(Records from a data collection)

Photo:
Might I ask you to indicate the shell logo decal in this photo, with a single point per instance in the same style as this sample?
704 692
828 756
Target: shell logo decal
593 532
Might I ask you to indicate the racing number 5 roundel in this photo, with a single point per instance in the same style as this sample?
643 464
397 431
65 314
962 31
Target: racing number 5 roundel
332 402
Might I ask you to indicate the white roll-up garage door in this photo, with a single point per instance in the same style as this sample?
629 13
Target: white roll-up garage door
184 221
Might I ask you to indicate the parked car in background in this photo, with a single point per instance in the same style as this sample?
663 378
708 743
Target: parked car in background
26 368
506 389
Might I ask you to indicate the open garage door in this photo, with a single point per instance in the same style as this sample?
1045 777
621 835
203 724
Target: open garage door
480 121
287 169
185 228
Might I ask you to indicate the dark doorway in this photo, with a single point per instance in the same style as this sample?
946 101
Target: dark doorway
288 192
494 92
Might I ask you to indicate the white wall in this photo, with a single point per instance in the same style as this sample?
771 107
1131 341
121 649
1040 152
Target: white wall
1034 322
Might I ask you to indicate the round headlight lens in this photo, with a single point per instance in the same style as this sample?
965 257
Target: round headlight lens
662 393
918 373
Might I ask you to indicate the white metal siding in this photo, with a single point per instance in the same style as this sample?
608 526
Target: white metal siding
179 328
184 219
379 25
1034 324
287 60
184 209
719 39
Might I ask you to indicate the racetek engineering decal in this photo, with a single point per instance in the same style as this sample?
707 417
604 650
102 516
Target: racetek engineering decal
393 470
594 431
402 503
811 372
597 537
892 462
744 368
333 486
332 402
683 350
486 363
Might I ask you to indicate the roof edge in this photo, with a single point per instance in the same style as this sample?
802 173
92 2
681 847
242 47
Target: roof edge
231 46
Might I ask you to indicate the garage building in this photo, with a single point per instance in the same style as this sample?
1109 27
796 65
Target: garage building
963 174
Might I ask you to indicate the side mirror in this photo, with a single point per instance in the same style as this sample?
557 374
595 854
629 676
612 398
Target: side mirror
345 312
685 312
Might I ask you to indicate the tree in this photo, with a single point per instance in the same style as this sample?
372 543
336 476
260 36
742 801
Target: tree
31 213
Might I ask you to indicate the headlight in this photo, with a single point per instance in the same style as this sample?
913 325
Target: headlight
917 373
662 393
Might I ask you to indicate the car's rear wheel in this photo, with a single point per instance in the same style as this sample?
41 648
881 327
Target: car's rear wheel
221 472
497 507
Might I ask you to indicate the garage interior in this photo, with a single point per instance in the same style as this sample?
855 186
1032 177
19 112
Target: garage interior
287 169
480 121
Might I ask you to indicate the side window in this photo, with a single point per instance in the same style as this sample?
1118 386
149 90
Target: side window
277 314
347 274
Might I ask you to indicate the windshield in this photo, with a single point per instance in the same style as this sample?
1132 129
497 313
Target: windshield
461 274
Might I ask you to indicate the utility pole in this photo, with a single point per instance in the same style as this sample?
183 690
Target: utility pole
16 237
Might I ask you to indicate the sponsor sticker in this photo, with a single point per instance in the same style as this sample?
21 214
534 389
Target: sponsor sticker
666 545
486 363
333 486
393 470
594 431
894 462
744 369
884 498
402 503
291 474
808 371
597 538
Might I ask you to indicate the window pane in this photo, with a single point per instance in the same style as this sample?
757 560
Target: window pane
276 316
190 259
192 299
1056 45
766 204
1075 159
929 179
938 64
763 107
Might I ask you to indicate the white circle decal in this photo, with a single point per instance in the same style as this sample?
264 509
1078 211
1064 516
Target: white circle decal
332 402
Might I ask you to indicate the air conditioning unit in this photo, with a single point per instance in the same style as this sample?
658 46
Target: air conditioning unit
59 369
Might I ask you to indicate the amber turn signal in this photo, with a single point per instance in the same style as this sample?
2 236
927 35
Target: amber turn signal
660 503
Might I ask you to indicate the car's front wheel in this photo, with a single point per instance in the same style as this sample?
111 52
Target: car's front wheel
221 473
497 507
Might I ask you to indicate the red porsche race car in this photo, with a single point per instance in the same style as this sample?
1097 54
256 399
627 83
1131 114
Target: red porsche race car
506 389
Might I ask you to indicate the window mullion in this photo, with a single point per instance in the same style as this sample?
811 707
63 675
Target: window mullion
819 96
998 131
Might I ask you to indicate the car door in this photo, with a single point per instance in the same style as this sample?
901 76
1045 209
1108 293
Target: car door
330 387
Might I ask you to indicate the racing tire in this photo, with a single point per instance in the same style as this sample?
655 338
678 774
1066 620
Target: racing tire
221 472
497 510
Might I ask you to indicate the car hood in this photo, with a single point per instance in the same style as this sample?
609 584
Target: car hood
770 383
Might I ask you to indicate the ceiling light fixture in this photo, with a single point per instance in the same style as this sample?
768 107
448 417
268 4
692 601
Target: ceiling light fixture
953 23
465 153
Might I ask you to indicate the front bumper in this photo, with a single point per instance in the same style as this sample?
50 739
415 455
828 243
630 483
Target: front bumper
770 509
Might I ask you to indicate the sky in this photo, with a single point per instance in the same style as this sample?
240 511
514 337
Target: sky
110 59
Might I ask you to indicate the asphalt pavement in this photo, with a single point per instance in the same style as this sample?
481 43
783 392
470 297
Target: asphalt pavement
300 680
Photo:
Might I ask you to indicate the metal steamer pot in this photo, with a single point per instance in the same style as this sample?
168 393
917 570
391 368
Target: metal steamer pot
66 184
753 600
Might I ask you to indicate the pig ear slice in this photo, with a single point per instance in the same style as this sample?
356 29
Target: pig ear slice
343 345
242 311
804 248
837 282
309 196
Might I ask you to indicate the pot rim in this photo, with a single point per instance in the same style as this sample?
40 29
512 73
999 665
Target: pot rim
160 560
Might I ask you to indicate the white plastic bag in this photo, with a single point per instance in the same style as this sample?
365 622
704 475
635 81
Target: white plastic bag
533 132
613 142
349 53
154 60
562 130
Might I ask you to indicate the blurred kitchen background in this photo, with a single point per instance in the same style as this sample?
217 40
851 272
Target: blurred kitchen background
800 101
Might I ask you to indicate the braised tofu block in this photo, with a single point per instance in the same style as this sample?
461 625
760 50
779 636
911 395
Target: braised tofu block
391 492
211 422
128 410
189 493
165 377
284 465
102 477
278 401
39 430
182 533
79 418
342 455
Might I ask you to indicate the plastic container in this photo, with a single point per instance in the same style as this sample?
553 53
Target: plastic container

▸ **Task objective**
Starting with the line that contains "Might I ask you to indicate the blurred", return each line through the last one of the data above, exactly as written and nothing more.

▸ **Answer for the task**
Might I ask you to indicate the blurred kitchen background in this photo, with a single point per instance in the same style as this sample?
217 40
851 272
Target: blurred kitchen background
800 101
Might I ask you to indicate the braised tofu block in this photo, with a single point per instance in the same style as this sample?
461 625
760 50
779 636
911 395
Target: braised tofu block
391 492
211 422
128 410
189 493
165 377
284 465
102 477
278 401
39 430
182 533
79 418
342 455
Might I ask you to indicate the plastic container in this photo, with a single point per instance in the same style as this sample?
553 53
Target: plastic container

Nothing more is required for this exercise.